__SOURCE TEXT__.
═══
Fractal geometry I'm not 100% on, there's 2 main ways to do this over large areas. One is using a "Boom" on the back of a large aircraft (looks like a really long antennae out the rear), the aircraft flies very low while the boom guages magnetic fields, this works to about 100yds to each side of the aircraft. Designed in the 60s this is one of the best ways for aircraft to search for subs in the sea, over land it's more hit-or-miss, if it's over desert sands you can tell if there would be a truck buried there, but if they buried it somewhere in a craggy desert where there are more rocks chances of telling the difference between an iron ore or a truck would be very little. Added to this the Aircraft has to fly so low it would be extreamly dangerous to do this over mountains.
═══
__SET OF TASKS__.
1. Switch "truck" to "tank" in the post on airborne magnetic detection, and give the stretch from "Fractal geometry I'm" through "this over mountains.".
2. Resume the post on airborne magnetic detection, continuing on from its last sentence.
The listing has no part in this exercise.

__DATA BLOCK__.
═══
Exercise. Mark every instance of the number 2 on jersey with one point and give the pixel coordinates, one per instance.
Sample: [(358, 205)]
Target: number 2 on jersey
═══
__FINAL RESULTS__.
1.
Fractal geometry I'm not 100% on, there's 2 main ways to do this over large areas. One is using a "Boom" on the back of a large aircraft (looks like a really long antennae out the rear), the aircraft flies very low while the boom guages magnetic fields, this works to about 100yds to each side of the aircraft. Designed in the 60s this is one of the best ways for aircraft to search for subs in the sea, over land it's more hit-or-miss, if it's over desert sands you can tell if there would be a tank buried there, but if they buried it somewhere in a craggy desert where there are more rocks chances of telling the difference between an iron ore or a tank would be very little. Added to this the Aircraft has to fly so low it would be extreamly dangerous to do this over mountains.

2.
The other way you guage the "look" of the desert sands, just like in the dust bowl sand tends to form on the leeway side of buried or exposed objects. This is very hit-or-miss simply because the desert sands are extreamly fluid and change not only daily but hourly. A point of this is the Sphinx, it was almost completely buried by desert sands just 200 years ago, now the sands have moved on.

For a third is radar, but the technology of being able to look through sand is extreamly classified. We simply dont know how well this works, even if we dont have a program on it the government never denied experiments with it. I guess sometimes pretending you have the technology is almost as effective as actually having it as long as it makes "them" think twice.